*** Opening Reading text ***
The initial CCP was established very quickly following EMS arrival at the complex. An officer assigned to reconnaissance saw that many evacuees were leaving the complex in apparent distress, without their coats, in the snow and 20-degree temperature. As he investigated where they were going, he noted their migration to the Winter Garden, an enclosed atrium and food court in the World Financial Center across the street. On entering the Winter Garden, he observed a large crowd of people requiring medical assistance. This operation naturally evolved into the Winter Garden Division.

Additional CCPs were established in the lobbies of nearby buildings and on commandeered transit buses in the surrounding streets. The forward triage areas on the upper floors of the towers gradually evolved into CCPs, as victims on the upper floors were gathered there to receive care and await emergency evacuation down the stairs or the restoration of powder for elevator egress.

TREATMENT

In the CCPs, paramedics and EMTs primarily administered oxygen, assessed patients, and gave psychological first aid. Most patients did well with this supportive therapy, but some required ALS care, including cardiac monitoring, intravenous line placement, and parenteral medication. When critical patients were detected through the triage process, where evacuation was possible, they were treated and transported rapidly to area hospitals. In several cases, critical patients were treated for extended periods of time on the upper levels of the towers until the logistics of their evacuation could be put into place.

Ordinarily, NYC*EMS paramedics utilize standing orders to provide initial ALS care and then are required to contact the EMS Telemetry Control Center physician for clearance to implement medical-control options. At this incident, the EMS medical director authorized the implementation of all medical-control options as standing orders, eliminating the need for telemetry contact and streamlining patient care in many cases.
*** Closing Reading text ***
*** Opening Information supplied ***
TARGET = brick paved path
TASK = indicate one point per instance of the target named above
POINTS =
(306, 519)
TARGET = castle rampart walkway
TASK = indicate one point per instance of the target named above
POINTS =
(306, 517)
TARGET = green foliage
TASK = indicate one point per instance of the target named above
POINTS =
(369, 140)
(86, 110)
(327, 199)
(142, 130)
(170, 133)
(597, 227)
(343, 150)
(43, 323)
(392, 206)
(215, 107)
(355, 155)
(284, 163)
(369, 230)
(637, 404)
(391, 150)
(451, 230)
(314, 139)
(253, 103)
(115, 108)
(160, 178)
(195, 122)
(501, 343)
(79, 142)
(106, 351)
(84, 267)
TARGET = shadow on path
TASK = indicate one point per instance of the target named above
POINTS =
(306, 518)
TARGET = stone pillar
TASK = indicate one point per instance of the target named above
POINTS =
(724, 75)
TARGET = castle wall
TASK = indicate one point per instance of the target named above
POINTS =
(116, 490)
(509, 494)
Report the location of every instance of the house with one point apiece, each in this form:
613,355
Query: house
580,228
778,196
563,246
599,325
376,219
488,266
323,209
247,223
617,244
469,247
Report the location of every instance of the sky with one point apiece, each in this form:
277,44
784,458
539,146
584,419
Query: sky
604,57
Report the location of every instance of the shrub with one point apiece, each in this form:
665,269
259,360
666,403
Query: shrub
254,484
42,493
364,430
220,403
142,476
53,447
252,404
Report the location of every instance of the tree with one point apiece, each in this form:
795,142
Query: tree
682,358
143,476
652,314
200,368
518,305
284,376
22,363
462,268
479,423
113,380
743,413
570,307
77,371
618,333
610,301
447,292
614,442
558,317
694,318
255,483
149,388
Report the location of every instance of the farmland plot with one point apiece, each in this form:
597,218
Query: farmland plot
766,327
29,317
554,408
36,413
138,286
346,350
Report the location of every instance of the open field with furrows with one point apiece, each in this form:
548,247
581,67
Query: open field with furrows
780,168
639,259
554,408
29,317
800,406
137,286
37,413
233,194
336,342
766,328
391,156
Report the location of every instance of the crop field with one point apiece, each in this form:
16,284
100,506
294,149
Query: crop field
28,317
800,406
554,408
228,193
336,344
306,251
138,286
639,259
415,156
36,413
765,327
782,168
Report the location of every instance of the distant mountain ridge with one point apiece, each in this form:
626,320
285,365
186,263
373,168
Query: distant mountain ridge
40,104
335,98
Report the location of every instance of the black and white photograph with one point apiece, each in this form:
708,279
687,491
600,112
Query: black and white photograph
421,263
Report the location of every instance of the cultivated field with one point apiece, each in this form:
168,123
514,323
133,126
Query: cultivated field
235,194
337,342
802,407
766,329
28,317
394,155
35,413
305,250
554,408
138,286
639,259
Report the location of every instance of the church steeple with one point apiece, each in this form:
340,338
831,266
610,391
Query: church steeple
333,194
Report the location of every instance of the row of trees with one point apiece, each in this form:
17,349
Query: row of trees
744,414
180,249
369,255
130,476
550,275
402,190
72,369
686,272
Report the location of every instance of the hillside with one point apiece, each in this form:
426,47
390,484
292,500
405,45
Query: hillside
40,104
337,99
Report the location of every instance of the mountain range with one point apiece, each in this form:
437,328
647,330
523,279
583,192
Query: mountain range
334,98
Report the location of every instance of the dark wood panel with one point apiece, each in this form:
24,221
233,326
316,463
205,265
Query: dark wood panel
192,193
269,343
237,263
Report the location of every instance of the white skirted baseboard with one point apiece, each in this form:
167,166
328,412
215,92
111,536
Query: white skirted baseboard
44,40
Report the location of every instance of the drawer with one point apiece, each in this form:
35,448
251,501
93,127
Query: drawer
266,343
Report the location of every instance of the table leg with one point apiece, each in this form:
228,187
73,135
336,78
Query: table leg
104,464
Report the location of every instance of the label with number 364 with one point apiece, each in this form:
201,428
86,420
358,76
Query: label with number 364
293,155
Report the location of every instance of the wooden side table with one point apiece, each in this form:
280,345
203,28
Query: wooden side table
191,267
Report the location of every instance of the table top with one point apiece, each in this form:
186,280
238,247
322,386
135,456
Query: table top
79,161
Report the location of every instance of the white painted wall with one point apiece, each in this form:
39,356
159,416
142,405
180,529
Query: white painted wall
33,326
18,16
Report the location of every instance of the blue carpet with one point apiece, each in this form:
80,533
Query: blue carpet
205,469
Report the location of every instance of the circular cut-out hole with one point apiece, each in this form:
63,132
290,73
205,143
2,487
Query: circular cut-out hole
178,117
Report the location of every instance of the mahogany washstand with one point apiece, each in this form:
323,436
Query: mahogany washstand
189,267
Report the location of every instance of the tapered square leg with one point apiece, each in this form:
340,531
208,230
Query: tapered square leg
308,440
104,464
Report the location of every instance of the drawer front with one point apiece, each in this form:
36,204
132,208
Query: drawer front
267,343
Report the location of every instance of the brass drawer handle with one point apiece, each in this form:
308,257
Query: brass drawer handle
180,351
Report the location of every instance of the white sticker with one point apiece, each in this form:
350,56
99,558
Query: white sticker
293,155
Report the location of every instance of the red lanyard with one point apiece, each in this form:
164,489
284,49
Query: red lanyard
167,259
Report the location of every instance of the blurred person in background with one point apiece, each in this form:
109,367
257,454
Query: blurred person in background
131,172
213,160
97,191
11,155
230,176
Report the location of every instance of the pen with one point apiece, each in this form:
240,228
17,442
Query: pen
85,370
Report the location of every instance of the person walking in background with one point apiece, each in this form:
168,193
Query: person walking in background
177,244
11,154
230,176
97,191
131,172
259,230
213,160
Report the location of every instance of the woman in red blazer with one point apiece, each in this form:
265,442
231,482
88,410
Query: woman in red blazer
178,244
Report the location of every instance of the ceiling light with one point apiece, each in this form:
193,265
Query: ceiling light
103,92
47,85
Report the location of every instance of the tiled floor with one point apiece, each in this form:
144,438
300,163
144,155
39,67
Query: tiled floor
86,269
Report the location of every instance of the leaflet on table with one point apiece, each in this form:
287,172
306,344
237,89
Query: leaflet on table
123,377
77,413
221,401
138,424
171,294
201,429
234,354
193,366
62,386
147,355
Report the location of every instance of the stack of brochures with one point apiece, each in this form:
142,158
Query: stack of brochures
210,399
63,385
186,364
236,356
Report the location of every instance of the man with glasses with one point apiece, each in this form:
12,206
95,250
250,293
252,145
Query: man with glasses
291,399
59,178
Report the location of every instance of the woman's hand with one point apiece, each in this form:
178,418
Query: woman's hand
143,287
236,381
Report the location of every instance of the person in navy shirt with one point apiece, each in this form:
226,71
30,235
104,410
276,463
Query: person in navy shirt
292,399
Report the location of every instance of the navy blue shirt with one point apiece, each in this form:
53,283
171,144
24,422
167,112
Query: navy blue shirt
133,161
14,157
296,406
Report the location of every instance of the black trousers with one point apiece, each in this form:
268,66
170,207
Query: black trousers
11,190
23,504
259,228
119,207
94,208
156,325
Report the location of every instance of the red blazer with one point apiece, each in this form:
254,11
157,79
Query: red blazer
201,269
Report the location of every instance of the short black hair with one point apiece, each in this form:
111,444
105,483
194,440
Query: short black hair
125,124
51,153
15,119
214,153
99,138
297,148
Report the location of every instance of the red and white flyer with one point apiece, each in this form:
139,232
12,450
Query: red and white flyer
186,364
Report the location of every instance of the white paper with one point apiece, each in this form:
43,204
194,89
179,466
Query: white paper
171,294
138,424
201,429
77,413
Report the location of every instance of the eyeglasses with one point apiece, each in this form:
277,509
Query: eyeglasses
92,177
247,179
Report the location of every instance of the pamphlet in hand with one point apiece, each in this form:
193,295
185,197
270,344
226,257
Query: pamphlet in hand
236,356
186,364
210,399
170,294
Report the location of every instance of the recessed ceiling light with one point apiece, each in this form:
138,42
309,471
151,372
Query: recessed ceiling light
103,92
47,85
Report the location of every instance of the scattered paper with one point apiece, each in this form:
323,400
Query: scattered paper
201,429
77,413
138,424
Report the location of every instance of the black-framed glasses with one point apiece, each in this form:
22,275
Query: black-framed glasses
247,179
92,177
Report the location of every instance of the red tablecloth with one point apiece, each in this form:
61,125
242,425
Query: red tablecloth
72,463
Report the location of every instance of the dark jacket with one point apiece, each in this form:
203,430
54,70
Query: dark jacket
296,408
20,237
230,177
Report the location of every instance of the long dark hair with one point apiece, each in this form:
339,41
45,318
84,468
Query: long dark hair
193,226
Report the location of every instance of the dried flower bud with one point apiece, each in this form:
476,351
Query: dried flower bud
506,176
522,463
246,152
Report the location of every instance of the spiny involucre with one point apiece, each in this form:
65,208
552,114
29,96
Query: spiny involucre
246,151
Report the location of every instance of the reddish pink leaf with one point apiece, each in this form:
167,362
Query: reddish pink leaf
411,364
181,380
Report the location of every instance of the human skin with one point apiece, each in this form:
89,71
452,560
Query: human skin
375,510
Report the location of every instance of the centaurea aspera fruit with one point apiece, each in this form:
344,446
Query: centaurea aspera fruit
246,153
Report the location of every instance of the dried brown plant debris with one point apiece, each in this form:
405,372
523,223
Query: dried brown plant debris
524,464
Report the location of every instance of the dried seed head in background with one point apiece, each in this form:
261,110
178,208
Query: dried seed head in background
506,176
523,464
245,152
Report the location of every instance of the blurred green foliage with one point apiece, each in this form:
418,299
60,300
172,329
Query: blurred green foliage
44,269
*** Closing Information supplied ***
▸ **Task list**
1) In the passage on the EMS response, where did the evacuees leaving the complex without their coats go?
2) Return the stretch of the passage on the EMS response from "Ordinarily, NYC*EMS paramedics" through "in many cases.".
3) Resume the passage on the EMS response from where it stops.
The material comes from a separate source.

▸ **Results of the exercise**
1) They went to the Winter Garden, an enclosed atrium and food court in the World Financial Center across the street.

2)
Ordinarily, NYC*EMS paramedics utilize standing orders to provide initial ALS care and then are required to contact the EMS Telemetry Control Center physician for clearance to implement medical-control options. At this incident, the EMS medical director authorized the implementation of all medical-control options as standing orders, eliminating the need for telemetry contact and streamlining patient care in many cases.

3)
Similar issues arose with those paramedics who responded from New Jersey on mutual aid. With the authorization of a New York State Department of Health representative at the scene, the New Jersey resources were permitted to utilize their standing orders and communicate with their own medical control in New Jersey, allowing them to provide a full spectrum of ALS care without burdening the New York City system.

TRANSPORT

Patients requiring hospital care were transported to one of 17 hospitals in three boroughs. To minimize radio congestion, each division was directed to make its own hospital selections. Although this was potentially problematic, the geographic layout of the scene facilitated each division’s routing of patients in a different direction from the incident, avoiding a major impact on the hospitals in all but two cases.

Initial transport resources included police cars and buses as well as school vehicles that were waiting for several visiting kindergarten classes whose children were trapped in the south tower. Many of the early-arriving ambulances were dead lined in the staging area, as their crews were put to work inside the complex. Ultimately, mutual-aid ambulances performed many of the transports to hospitals, enabling NYC*EMS members to continue operating at the scene.

HOSPITALS

Immediately following an assessment of the situation at the WTC, all of the New York City 91 1 systemreceiving hospitals were notified by the EMS communications center to anticipate incoming casualties. Many activated their external disaster plans, holding over their day shift staff, clearing emergency departments and operating rooms, and bringing in additional personnel and supplies.

While some victim self-referral to area hospitals was anticipated, the volume of walk-in cases from this incident was staggering. The “selfreferral phenomenon” was particularly evident at New York Downtown Hospital, located several blocks from the complex, which ultimately received almost 200 patients over 13 hours—many of whom were not transported by ambulance.

Several hours into the incident, as the extent of the self-referral phenomenon became apparent, NYC* EMS officers and police officers were dispatched to every hospital in the city and the surrounding counties to account for and track additional victims. Many of these people had left the complex following the emergency, made their way home, and began to feel symptomatic as their adrenaline wore off. In all, some 411 patients were identified as having arrived at hospitals in all five boroughs and the outlying suburbs through alternate means.

PATIENT TRACKING

Experience has shown that the best way to track patients at a disaster scene is by name, which enables emergency personnel to definitively ascertain the disposition of individuals and to determine which people remain unaccounted for. Under normal MCI procedures, this is done at the scene by NYC*EMS.

At this incident, however, the sheer volume of patients precluded the use of name tracking, although it was attempted at the beginning. Accurate number tracking was done from the scene, and all ambulance crews were directed to call their patients’ names into the communications center following their transport to a hospital.

COMMUNICATIONS

Communications at the scene were coordinated through the NYC*EMS Field Communications Unit. A second field communications unit, provided by Ridgefield Park, New Jersey, served as the coordination point for the EMS mutual-aid response.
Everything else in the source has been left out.